J’en viens maintenant à la situation de la zone euro. Celle-ci ne peut être qu’à visée fédérale : que ceux qui y ont adhéré et ne l’auraient pas compris fassent leur choix.
Dans le contexte actuel, il est indispensable que la zone euro renforce sa cohésion et s’attache à la mise en place progressive d’une gouvernance économique renforcée, qui, au fil des jours, deviendra un vrai gouvernement économique.
Il s’agit non pas de porter atteinte à l’indépendance de la Banque centrale, mais, au contraire, de faire en sorte que celle-ci ne soit pas acculée à sortir de son orthodoxie, comme elle y a été contrainte. En tout cas, il est parfaitement utopique d’imaginer que les objectifs pour 2020 pourront être atteints en conservant les méthodes actuelles.
Deux voies seulement s’offrent à l’Europe : le retour aux nationalismes et aux individualismes, c’est-à-dire, à terme, à sa relégation, voire à sa disparition ; ou la voie de l’intégration et de la puissance.

▶ [Lignes enregistrées]:

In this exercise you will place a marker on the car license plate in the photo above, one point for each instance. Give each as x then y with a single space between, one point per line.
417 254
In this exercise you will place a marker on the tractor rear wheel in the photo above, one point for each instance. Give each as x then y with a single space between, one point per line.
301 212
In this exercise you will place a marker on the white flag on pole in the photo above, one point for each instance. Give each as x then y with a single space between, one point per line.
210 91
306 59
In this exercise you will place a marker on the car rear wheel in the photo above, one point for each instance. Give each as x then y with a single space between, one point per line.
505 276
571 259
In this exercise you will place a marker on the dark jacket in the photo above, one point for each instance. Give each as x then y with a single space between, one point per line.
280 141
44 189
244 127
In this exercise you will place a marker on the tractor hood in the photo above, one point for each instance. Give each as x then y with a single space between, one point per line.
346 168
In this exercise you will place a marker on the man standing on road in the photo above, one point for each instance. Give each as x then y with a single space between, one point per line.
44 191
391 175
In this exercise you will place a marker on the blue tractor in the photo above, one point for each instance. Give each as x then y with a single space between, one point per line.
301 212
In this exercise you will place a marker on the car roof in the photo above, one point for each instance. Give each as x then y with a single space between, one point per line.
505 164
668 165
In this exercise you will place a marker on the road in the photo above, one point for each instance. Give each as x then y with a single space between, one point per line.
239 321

▶ [Consigne écrite]:
Reprenez le texte sur la zone euro et poursuivez-le juste après sa dernière phrase.

▶ [Résultat obtenu]:
Qui peut croire, en effet, que la régulation budgétaire, la réforme du pacte de stabilité, la réduction des écarts de compétitivité, l’augmentation régulière du budget de l’Union, accompagnée par des transferts de souveraineté pour développer des politiques communes comme celles de la recherche ou de l’énergie, pourront se faire au rythme qu’impose la mondialisation, avec l’état d’esprit et les méthodes d’aujourd'hui ?
Le Président de la République et la Chancelière n’ont pas trouvé d’accord formel sur ce point lors du dîner qui les a réunis hier soir.
Ce n’est pas grave s’il ne s’agit que d’un désaccord de forme et de nuance, ou de la crainte de créer une fracture entre les Seize de la zone euro et les autres. C’est plus problématique s’il s’agit d’une divergence de fond qui se creuse progressivement sur ce que doit être l’Europe et sur le temps qui nous reste pour la construire et exister au sein de la société internationale.
Le renforcement de la zone euro, ainsi que les réunions régulières des seize chefs d’État n’excluent pas les Européens du troisième cercle, ceux de la zone de libre-échange, de la coordination souple, des politiques à la carte, telles que celle de la défense avec la Grande-Bretagne, et des positions communes au niveau international, en particulier au G20 pour promouvoir la régulation financière internationale.
S’agissant du G20, le programme annoncé montre l’écart des situations dans les différentes parties du monde. Il n’est question que de conforter la relance, de lutter contre le protectionnisme, de faire le point et de poursuivre la régulation financière, d’entendre les préconisations du FMI.
La question des déficits budgétaires, si cruciale en Europe, ne semble pas occuper une grande place, en tous les cas officiellement.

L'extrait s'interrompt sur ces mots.